**Your instructions**
Count how many lines of the material below contain the string "task", with case counting. Reply with the number alone.

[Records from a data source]
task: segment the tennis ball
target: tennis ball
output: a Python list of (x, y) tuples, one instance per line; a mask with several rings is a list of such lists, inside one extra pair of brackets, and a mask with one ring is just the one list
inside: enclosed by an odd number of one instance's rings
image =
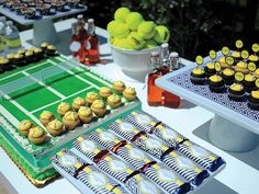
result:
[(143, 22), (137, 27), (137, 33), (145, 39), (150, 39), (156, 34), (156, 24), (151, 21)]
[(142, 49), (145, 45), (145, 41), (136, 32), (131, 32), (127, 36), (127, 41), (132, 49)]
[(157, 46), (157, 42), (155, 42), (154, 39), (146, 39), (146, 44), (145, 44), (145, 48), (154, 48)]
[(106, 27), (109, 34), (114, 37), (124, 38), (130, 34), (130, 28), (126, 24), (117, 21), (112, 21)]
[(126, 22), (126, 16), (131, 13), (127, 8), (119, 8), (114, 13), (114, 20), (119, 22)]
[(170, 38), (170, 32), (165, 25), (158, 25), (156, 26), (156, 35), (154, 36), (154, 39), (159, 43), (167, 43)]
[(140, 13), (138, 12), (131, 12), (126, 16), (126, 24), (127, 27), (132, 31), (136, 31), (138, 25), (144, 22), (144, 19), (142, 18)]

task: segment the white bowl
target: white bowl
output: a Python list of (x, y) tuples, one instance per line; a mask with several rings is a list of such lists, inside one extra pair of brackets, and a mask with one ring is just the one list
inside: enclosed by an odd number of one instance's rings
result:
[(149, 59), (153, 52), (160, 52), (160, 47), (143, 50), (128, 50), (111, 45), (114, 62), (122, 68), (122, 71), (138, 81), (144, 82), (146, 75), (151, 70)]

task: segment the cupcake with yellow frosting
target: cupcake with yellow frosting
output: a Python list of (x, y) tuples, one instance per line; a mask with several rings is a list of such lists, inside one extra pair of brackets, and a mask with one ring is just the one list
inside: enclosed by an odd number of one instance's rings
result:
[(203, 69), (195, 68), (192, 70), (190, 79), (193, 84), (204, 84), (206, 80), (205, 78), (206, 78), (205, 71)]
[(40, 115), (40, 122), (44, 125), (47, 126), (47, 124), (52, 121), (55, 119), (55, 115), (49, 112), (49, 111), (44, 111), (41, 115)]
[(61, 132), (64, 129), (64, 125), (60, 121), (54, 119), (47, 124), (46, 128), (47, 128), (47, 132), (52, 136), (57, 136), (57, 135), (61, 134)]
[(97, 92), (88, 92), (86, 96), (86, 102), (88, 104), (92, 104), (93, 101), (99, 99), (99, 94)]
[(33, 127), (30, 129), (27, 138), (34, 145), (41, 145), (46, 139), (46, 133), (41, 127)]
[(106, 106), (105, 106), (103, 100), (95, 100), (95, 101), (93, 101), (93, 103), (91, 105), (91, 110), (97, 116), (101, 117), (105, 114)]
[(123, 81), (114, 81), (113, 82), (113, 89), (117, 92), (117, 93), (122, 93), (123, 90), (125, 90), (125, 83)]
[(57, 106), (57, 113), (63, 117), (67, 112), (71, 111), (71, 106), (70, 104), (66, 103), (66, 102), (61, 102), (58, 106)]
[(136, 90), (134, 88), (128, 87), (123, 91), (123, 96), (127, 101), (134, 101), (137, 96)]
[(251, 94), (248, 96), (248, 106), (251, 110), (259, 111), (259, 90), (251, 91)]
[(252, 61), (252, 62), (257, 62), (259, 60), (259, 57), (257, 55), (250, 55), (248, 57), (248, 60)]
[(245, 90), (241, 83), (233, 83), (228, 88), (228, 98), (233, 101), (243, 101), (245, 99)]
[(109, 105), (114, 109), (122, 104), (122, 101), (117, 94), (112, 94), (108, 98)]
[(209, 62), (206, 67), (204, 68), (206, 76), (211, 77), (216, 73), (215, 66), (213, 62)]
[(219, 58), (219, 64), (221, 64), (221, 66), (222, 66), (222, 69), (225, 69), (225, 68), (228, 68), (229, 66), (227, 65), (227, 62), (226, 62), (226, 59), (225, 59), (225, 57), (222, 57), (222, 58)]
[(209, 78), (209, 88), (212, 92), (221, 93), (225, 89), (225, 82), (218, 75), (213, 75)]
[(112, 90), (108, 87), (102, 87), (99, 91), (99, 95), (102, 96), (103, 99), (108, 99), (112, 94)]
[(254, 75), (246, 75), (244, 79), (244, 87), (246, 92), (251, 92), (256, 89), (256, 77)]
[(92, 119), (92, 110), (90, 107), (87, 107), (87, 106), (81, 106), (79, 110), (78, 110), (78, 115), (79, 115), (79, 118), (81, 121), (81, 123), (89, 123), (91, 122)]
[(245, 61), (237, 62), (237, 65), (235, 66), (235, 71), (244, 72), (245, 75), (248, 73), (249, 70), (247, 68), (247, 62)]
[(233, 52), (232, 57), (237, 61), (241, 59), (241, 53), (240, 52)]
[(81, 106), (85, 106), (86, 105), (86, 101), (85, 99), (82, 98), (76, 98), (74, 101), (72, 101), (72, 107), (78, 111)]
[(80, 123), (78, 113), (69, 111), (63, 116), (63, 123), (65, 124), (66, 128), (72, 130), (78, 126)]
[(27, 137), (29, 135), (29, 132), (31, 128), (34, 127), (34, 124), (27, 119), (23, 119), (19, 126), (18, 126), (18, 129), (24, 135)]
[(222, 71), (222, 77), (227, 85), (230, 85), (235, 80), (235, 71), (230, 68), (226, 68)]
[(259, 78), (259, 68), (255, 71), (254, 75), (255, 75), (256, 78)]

**Output below**
3